### TASK ITEM:
Turn the stretch from the start of the data through the line containing "26L107 227L218 300L281" into a numbered list, skipping any blank lines. Leave the pictures out of your list.

### RECORDS TO USE:
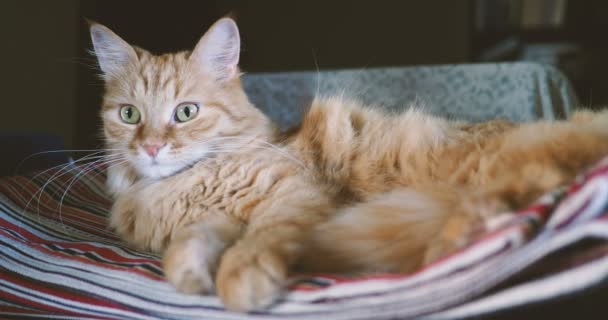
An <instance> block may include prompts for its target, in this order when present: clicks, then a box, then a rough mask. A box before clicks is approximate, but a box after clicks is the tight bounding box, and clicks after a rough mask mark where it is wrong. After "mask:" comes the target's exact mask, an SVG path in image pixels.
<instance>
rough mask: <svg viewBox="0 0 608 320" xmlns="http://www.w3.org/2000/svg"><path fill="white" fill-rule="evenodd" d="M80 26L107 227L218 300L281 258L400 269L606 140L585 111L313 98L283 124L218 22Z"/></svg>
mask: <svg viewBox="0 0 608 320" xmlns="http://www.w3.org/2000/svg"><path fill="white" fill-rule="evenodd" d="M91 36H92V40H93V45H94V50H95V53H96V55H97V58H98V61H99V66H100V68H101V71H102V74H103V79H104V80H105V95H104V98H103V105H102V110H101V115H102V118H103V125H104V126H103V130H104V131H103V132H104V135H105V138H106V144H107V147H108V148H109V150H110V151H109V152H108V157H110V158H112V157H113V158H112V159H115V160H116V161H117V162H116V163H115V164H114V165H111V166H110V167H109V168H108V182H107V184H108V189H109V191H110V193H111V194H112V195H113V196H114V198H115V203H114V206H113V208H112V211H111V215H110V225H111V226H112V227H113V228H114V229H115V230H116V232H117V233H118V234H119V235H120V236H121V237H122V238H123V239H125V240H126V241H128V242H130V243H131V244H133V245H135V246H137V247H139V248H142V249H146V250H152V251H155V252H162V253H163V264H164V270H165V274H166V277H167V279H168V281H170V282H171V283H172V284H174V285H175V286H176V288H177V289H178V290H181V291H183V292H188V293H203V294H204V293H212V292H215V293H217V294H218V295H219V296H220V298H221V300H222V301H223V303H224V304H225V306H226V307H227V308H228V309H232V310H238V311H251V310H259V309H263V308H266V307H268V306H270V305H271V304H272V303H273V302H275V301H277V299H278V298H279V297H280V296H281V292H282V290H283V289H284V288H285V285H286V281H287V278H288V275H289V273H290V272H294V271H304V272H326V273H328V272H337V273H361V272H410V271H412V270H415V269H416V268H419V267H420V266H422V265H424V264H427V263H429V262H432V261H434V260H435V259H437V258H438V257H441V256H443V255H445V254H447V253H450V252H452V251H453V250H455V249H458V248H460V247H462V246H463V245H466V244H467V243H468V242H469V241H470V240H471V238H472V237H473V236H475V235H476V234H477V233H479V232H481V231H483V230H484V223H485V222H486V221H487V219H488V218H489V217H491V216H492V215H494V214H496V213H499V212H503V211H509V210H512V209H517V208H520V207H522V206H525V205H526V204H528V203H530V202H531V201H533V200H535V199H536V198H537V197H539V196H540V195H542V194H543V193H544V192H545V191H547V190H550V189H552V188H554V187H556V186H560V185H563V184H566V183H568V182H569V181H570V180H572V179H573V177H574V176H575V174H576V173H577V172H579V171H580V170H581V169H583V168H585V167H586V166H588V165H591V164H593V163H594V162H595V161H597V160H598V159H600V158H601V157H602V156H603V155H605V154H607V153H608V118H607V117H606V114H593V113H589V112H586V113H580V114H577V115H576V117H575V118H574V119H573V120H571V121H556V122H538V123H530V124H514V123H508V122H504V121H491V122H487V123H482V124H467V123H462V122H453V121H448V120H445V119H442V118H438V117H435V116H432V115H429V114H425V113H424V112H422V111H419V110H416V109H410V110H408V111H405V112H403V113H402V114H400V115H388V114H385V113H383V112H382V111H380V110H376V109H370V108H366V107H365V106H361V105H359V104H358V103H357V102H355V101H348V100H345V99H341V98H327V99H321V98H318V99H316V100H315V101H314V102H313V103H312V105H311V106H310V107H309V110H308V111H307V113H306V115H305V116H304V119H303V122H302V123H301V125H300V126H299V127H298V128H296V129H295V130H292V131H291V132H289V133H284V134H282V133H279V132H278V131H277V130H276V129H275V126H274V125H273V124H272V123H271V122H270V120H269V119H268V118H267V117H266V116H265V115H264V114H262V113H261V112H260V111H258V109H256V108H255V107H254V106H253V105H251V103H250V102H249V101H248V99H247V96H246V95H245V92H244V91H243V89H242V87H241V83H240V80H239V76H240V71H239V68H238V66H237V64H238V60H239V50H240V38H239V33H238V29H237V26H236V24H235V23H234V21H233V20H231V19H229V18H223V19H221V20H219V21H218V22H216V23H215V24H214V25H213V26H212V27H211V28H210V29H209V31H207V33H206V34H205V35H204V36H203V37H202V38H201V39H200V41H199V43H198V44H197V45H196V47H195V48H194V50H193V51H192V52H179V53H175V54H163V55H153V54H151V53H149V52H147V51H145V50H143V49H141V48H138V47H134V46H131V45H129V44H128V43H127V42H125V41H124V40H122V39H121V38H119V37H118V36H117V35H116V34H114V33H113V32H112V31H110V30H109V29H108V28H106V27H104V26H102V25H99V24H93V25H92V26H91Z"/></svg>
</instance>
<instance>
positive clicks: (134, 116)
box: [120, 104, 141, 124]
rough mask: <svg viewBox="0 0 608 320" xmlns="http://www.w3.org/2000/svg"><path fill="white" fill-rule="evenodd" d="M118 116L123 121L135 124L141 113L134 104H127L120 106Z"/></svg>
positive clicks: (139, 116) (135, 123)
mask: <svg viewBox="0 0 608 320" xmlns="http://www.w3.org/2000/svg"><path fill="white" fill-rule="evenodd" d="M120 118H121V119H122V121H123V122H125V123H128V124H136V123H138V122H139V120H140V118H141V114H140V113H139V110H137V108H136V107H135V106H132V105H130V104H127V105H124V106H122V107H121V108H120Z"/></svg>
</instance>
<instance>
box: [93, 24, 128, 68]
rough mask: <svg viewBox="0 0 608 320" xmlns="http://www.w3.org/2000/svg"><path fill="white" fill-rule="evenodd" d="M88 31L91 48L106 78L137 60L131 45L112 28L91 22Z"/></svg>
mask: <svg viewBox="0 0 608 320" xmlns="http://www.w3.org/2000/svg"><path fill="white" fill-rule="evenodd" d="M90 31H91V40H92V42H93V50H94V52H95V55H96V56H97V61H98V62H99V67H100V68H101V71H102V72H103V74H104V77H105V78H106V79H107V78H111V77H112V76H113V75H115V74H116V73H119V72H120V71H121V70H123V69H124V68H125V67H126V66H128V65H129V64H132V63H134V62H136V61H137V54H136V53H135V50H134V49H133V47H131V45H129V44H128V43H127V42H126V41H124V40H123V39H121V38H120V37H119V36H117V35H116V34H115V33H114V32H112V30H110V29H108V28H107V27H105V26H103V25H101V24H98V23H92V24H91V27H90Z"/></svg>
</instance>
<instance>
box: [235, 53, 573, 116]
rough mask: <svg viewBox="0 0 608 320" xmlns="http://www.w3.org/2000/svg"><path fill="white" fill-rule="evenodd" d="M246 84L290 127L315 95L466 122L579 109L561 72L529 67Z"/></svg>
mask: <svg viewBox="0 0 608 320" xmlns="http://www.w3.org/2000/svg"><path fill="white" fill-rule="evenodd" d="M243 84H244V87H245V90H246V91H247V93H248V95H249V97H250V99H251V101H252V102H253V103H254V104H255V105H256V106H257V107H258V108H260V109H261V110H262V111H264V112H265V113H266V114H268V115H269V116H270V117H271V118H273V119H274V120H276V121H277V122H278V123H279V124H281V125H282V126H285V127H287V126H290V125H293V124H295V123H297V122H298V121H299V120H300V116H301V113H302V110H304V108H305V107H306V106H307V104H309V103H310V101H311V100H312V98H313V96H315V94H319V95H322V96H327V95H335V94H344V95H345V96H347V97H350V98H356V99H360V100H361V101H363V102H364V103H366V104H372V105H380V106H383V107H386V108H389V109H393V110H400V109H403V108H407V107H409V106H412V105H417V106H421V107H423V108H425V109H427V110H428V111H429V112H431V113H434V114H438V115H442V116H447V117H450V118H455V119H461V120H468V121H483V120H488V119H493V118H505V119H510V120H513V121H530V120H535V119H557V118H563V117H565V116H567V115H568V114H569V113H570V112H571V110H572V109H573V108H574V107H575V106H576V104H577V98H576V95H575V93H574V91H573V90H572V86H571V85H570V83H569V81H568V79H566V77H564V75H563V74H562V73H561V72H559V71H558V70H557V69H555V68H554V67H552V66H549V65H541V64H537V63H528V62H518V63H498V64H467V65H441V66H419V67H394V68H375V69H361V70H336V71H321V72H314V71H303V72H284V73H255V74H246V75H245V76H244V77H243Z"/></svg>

### YOUR SOLUTION:
1. An <instance> block may include prompts for its target, in this order when present: clicks, then a box, then a rough mask. A box before clicks is approximate, but a box after clicks is the tight bounding box, and clicks after a rough mask mark where it is wrong. After "mask:" comes the target's exact mask, an SVG path in image pixels.
2. <instance>
3. rough mask: <svg viewBox="0 0 608 320" xmlns="http://www.w3.org/2000/svg"><path fill="white" fill-rule="evenodd" d="M80 26L107 227L218 300L281 258L400 269L606 140L585 111L313 98L283 124L218 22Z"/></svg>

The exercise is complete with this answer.